**Exercise goal**. Once you have read the listing, retype all of it exactly.
····················
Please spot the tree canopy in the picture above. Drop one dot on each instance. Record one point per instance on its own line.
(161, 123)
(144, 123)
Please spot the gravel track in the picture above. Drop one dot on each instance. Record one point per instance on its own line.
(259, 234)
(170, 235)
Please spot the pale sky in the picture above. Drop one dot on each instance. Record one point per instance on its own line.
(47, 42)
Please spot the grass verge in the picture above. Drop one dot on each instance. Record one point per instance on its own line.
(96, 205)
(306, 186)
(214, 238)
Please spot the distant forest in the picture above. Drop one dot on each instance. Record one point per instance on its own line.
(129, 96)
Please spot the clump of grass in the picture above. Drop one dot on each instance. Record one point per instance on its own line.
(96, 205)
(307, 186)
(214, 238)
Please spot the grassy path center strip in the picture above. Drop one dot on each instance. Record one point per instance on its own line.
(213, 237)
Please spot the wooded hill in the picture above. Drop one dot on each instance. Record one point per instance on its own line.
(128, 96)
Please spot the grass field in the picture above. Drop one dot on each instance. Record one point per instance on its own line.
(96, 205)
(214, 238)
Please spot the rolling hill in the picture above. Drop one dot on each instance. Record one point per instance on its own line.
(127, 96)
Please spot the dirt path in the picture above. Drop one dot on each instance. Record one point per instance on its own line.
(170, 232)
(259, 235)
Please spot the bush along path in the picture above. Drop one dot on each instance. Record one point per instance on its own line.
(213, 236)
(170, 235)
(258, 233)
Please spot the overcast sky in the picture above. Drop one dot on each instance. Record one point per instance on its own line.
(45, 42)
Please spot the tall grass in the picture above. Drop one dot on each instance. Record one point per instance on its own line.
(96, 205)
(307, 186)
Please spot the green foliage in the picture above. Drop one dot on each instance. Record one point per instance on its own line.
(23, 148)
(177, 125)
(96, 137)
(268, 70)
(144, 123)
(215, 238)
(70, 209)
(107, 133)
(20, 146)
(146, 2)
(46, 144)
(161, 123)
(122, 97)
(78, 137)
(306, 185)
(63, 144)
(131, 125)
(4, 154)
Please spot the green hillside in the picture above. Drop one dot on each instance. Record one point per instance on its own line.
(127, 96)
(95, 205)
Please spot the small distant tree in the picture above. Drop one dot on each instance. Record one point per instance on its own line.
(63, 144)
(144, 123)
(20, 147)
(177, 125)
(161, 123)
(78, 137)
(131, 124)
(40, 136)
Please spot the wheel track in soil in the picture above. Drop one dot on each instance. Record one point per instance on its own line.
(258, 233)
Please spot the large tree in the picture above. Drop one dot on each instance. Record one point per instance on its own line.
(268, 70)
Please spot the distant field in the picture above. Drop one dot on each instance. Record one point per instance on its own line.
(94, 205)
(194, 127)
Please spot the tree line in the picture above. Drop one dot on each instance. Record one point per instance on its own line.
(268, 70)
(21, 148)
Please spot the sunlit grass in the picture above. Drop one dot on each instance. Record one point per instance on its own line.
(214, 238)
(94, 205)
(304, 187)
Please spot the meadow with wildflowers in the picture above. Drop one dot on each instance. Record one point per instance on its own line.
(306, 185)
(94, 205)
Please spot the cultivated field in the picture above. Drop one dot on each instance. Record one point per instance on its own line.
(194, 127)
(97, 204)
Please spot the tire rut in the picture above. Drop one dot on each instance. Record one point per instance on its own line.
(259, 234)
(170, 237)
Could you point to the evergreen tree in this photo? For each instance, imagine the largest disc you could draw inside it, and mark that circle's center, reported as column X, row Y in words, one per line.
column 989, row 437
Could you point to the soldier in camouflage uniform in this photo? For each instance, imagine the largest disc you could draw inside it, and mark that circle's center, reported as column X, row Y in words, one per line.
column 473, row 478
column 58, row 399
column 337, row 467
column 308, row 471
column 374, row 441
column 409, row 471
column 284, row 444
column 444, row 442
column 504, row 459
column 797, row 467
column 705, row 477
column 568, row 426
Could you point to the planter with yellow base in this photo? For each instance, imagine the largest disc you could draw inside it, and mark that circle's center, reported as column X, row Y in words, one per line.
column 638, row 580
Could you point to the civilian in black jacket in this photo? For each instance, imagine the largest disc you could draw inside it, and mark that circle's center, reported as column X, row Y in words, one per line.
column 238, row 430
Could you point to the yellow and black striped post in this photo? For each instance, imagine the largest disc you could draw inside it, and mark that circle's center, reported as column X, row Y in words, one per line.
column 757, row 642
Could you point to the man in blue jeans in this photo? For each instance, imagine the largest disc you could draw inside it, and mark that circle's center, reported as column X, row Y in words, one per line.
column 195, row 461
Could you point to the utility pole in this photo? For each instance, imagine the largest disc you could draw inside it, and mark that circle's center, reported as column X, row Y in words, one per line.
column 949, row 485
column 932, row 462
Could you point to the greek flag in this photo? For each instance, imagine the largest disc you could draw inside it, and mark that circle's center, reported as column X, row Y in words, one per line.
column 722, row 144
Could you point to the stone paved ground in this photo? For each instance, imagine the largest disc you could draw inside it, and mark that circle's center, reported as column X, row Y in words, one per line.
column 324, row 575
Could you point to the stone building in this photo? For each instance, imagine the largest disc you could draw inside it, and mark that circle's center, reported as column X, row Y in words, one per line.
····················
**Task response**.
Please spot the tree canopy in the picture above. Drop one dot on each instance. Record one point per instance on its own line.
(161, 123)
(144, 123)
Please spot the gravel track in the picture above. Drop one dot on each instance. Record one point per instance on its own line.
(259, 234)
(170, 235)
Please spot the pale sky in the picture above. Drop one dot on each instance. Record one point per instance on its own line.
(47, 42)
Please spot the grass verge in the picture above. Drop one dot on each instance. Record one point per instance on its own line.
(96, 205)
(306, 186)
(214, 238)
Please spot the distant forest in the picture above. Drop one dot on each instance. Record one point per instance on its own line.
(129, 96)
Please spot the clump of grass in the picture above. Drop one dot on each instance. Record one point per instance on its own line.
(96, 205)
(307, 186)
(214, 238)
Please spot the grassy path center strip in the picture above. Drop one dot on each instance. Record one point per instance on its own line.
(213, 237)
Please spot the wooded hill in the picture above. Drop one dot on each instance. Record one point per instance on its own line.
(128, 96)
Please spot the grass field in the picture above. Drop one dot on each instance. Record one point per instance on its own line.
(96, 205)
(214, 238)
Please spot the rolling hill in the picture above. Drop one dot on each instance. Record one point per instance on its own line.
(127, 96)
Please spot the dirt path in the picture above. Drop one dot on each instance. Record one point per instance on its own line.
(170, 232)
(259, 235)
Please spot the bush along path in the picture above. Drop one dot on each instance. Record one point per instance on its own line.
(213, 236)
(170, 235)
(258, 233)
Please spot the overcast sky in the picture above. Drop one dot on each instance. Record one point per instance on its own line.
(45, 42)
Please spot the tall grass in the picture above. Drop one dot on each instance. Record one point per instance on its own line.
(96, 205)
(307, 186)
Please spot the green foliage in the picture above. Drop one dot on each instance. Record one point per instance on its own line.
(23, 148)
(177, 125)
(96, 137)
(268, 70)
(144, 123)
(215, 238)
(70, 209)
(107, 133)
(20, 146)
(146, 2)
(46, 144)
(161, 123)
(122, 97)
(78, 137)
(306, 185)
(63, 144)
(131, 125)
(4, 154)
Please spot the green hillside in the picture above. Drop one dot on each instance. Record one point per instance on its own line.
(127, 96)
(95, 205)
Please spot the small distant tree in the picture above. Drop one dot on each instance. Record one point per instance on its own line.
(63, 144)
(144, 123)
(20, 147)
(177, 125)
(161, 123)
(78, 137)
(131, 124)
(40, 136)
Please spot the wheel track in soil in the picture above. Drop one dot on each instance. Record one point per instance on its own line.
(258, 233)
Please spot the large tree in the picture above. Drop one dot on each instance. Record one point per instance on its own line.
(268, 70)
Please spot the distant field in the picture above. Drop one dot on each instance. Record one point per instance on its own line.
(94, 205)
(194, 127)
Please spot the tree line in the picture above. Drop one dot on each instance. Record one point per instance on its own line.
(268, 70)
(21, 148)
Please spot the sunlit grass in the picture above. Drop one dot on each instance. Record one point per instance on its own line.
(214, 238)
(94, 205)
(304, 187)
Please spot the meadow with wildflowers in the picture above. Drop one dot on each instance. Record one point per instance on its own line.
(306, 185)
(94, 205)
Please spot the cultivated field in the picture above. Drop one dot on each instance. Record one point per instance on its own line.
(194, 127)
(97, 204)
Please spot the tire rut in the picture above. Drop one dot on each instance. Record one point per instance on its own line.
(259, 234)
(170, 237)
Could you point to the evergreen tree in this photo? For each instance, imagine the largest disc you could draw inside it, and mark that circle's center, reported as column X, row Y in words, one per line.
column 989, row 437
Could you point to the soldier in camouflage uniform in this photo? For each instance, imagine the largest disc you could draw inside it, and mark that circle's center, reported as column X, row Y in words, one per line.
column 473, row 478
column 58, row 399
column 337, row 467
column 308, row 471
column 374, row 441
column 409, row 471
column 284, row 444
column 444, row 442
column 504, row 459
column 797, row 467
column 705, row 477
column 568, row 426
Could you point to the planter with yellow base in this photo? For each instance, imagine the largest disc you could draw inside it, and mark that circle's center, reported as column X, row Y in words, one per line.
column 638, row 580
Could you point to the civilian in black jacket in this photo? For each instance, imagine the largest disc you could draw inside it, and mark that circle's center, reported as column X, row Y in words, one per line.
column 238, row 430
Could you point to the yellow and black striped post in this photo? For each instance, imagine the largest disc you could draw inside it, and mark that circle's center, reported as column X, row Y in words, one per line.
column 757, row 642
Could you point to the man in blue jeans in this photo? For each instance, imagine the largest disc you could draw inside it, and mark that circle's center, reported as column X, row Y in words, one per line.
column 195, row 461
Could you point to the utility pole in this photo? For each instance, imagine the largest disc you could draw inside it, and mark that circle's center, reported as column X, row Y in words, one per line.
column 949, row 485
column 932, row 462
Could you point to the greek flag in this photo? For each instance, imagine the largest disc you could draw inside it, and mark that circle's center, reported as column X, row Y in words, one per line.
column 722, row 144
Could you point to the stone paved ground in this photo? For each instance, imagine the largest disc you could draw inside it, and mark that circle's center, reported as column X, row Y in words, one per line.
column 324, row 575
Could you point to the stone building in this photo? For each instance, imagine the largest disc you could draw inside it, and mark that circle's center, reported as column X, row Y in words, one per line.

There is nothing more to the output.